:: Fragment tekstu ::
──────
Wielotysięczna demonstracja na ulicach Edynburga. Szkoci chcą niepodległości

Artykuł

Tysiące osób przeszło w sobotę ulicami szkockiej stolicy w demonstracji zwolenników odłączenia się Szkocji od Wielkiej Brytanii. Protestujący domagali się możliwości rozpisania nowego referendum w sprawie niepodległości dawnego niezależnego królestwa.

 

Wielotysięczna demonstracja ruszyła w sobotę z parku Holyrood, aby zademonstrować swoje poparcie dla niepodległości Szkocji. Manifestujący nieśli szkockie, unijne, katalońskie i walońskie flagi i zakończyli swój pochód w parku miejskim The Meadows. Organizatorem tego marszu była grupa All Under One Banner (AUOB), która domaga się kolejnego referendum ws. niepodległości Szkocji.
──────
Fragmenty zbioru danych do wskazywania
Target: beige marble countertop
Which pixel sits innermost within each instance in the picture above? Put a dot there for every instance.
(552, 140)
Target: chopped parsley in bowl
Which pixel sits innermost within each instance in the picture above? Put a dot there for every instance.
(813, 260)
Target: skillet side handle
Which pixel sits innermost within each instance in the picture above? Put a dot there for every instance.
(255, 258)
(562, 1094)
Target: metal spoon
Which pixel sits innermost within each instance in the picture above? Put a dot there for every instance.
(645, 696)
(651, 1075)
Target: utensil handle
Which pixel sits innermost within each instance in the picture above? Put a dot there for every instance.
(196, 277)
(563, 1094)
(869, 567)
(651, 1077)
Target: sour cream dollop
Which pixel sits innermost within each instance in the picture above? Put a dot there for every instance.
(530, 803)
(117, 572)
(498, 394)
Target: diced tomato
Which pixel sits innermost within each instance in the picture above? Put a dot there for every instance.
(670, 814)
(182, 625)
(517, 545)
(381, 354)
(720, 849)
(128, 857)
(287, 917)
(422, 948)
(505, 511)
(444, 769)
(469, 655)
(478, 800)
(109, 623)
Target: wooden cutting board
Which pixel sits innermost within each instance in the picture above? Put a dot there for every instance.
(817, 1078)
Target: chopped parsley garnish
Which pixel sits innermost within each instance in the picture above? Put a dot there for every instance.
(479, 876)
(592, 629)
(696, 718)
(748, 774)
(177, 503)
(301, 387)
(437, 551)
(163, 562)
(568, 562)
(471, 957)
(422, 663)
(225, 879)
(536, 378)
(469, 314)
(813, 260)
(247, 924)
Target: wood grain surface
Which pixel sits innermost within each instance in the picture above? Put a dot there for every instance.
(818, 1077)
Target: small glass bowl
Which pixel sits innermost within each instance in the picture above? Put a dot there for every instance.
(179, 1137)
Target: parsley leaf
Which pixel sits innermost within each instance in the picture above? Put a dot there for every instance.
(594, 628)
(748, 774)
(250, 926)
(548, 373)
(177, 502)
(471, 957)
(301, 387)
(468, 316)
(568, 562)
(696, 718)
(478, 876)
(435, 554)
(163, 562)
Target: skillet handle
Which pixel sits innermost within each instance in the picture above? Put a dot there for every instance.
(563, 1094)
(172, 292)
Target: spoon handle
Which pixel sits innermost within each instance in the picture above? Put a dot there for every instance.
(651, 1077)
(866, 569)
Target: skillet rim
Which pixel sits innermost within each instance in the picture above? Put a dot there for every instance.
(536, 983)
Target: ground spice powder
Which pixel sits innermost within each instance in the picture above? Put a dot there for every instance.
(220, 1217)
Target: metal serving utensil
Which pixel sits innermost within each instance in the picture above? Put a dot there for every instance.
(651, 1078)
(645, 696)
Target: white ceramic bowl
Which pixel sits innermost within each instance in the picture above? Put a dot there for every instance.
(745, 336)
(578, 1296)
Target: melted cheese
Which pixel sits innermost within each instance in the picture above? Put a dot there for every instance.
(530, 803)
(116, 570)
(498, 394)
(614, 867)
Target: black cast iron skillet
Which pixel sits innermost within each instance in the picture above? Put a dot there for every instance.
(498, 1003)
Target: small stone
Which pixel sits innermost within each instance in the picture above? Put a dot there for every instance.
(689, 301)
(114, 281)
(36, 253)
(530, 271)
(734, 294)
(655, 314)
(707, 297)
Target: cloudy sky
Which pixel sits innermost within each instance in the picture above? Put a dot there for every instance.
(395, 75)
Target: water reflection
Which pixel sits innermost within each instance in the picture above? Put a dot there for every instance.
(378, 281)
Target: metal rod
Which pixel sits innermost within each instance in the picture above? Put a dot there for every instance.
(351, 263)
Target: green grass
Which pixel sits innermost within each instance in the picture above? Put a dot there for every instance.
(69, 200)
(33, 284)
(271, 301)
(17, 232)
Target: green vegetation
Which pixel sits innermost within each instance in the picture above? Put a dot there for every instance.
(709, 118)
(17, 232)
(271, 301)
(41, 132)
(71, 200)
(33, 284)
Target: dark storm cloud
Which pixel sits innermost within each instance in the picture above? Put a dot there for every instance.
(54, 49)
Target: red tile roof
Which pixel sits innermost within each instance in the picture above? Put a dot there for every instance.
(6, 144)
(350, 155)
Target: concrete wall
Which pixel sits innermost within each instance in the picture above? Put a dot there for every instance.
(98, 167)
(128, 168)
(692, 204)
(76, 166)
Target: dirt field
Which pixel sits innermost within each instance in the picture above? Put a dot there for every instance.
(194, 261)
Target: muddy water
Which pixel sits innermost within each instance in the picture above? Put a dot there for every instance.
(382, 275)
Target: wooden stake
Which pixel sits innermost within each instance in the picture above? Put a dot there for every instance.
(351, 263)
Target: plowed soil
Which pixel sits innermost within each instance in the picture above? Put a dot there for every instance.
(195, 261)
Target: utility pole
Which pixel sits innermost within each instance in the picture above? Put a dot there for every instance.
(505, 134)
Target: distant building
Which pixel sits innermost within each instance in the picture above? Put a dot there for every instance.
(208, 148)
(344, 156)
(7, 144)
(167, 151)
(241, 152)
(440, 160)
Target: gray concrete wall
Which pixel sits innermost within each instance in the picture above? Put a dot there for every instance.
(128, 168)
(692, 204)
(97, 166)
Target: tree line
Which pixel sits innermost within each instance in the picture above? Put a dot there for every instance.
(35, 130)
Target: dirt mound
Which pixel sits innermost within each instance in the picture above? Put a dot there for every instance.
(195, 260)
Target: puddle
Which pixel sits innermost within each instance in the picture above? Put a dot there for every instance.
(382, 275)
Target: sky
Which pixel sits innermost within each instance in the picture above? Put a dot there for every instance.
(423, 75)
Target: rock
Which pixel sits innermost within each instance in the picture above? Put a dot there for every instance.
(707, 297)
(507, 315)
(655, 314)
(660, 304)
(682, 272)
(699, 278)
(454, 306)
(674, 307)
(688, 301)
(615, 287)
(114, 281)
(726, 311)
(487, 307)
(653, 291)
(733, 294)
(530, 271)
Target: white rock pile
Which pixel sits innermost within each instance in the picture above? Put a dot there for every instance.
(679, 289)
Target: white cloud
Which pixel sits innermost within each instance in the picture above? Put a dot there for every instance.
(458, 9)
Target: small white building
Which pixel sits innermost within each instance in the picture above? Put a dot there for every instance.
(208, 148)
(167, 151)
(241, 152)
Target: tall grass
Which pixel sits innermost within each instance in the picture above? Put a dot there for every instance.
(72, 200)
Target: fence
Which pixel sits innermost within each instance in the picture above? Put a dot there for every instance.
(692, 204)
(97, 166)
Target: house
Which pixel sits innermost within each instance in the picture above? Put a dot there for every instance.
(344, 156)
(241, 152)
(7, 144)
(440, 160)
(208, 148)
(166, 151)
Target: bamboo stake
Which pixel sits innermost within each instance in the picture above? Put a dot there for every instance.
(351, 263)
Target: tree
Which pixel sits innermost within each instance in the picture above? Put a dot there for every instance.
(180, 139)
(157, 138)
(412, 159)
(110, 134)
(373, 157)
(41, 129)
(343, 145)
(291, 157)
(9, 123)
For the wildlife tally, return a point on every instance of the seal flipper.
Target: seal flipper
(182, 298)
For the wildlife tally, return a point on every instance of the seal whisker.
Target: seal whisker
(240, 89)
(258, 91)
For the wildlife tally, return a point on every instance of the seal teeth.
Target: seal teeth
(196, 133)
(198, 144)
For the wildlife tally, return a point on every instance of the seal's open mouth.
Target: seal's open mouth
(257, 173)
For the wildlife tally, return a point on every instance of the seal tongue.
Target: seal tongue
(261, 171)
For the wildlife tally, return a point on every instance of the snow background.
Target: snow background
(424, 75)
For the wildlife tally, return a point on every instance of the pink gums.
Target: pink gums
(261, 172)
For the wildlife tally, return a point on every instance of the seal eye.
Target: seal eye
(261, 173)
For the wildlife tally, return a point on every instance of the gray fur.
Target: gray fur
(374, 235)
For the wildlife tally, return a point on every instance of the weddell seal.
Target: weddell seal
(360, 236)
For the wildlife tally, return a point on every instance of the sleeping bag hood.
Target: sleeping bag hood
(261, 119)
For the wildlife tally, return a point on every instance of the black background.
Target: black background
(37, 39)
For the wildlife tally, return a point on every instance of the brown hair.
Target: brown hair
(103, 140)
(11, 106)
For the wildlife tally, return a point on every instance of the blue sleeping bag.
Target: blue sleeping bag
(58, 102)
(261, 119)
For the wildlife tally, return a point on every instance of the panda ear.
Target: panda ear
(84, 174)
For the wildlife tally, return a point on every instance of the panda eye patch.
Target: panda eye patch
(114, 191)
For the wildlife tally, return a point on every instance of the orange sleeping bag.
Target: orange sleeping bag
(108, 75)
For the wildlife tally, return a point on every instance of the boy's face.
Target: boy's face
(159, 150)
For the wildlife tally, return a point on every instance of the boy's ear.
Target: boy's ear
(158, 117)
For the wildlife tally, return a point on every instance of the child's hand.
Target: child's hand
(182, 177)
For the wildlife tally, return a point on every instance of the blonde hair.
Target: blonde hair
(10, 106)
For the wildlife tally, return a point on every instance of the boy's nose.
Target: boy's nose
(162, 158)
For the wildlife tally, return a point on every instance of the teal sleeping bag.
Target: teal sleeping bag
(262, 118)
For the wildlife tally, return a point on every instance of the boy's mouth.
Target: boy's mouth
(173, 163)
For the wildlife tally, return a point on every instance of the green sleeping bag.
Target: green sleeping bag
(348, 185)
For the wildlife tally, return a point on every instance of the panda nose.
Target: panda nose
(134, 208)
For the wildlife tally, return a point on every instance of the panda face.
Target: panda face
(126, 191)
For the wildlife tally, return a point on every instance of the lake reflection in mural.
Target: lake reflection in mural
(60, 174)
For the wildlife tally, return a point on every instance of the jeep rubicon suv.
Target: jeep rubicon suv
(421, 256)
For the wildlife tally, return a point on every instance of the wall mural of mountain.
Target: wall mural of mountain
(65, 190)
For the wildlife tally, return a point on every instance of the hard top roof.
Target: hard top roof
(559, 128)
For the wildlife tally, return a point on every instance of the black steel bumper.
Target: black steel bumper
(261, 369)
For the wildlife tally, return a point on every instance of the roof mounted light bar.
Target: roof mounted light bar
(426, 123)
──────
:: Zadanie 1 ::
Podaj wszystkie rodzaje flag, które według tekstu o demonstracji w Edynburgu nieśli manifestujący.
:: Zadanie 2 ::
Odtwórz dosłownie fragment tekstu o demonstracji w Edynburgu od słów „Wielotysięczna demonstracja na” do słów „dawnego niezależnego królestwa.” włącznie.

:: Gotowa odpowiedź 1 ::
- szkockie
- unijne
- katalońskie
- walońskie

:: Gotowa odpowiedź 2 ::
Wielotysięczna demonstracja na ulicach Edynburga. Szkoci chcą niepodległości

Artykuł

Tysiące osób przeszło w sobotę ulicami szkockiej stolicy w demonstracji zwolenników odłączenia się Szkocji od Wielkiej Brytanii. Protestujący domagali się możliwości rozpisania nowego referendum w sprawie niepodległości dawnego niezależnego królestwa.